▶ Written task
Everything from the line that holds "In this exercise you will locate the rocky" through the end of the data below should be output exactly, both ends included.

(Records of labeled points)
......

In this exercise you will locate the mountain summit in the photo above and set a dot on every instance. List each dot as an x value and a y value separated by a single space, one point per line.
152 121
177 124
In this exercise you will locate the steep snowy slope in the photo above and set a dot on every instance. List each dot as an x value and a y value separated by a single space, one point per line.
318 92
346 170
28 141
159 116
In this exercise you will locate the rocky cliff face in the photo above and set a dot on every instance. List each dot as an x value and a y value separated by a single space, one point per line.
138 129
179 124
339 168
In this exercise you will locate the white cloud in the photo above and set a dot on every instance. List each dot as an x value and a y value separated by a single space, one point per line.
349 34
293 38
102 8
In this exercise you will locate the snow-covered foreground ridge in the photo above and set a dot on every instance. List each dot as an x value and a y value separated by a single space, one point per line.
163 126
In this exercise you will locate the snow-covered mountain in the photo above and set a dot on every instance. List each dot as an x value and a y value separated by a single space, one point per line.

......

▶ Task response
In this exercise you will locate the rocky cliff face in the photo above and set a dot on every instance. List each dot as an x value and a y value separated by a single space, one point per line.
138 129
179 124
339 168
In this exercise you will locate the white cloud in the photo above and set a dot on every instance. List each dot as an x value and a y value separated by a single space, one point per line.
349 34
293 38
102 8
In this exercise you will locate the snow-covered foreground ridge in the photo above and set a dot on every instance. List each dot as an x value and a y value separated by a single space, one point per line.
163 126
In this exercise you will locate the snow-covered mountain in the photo above and set a dot on every instance. List each dot as an x value and a y value separated by a single space, one point per line.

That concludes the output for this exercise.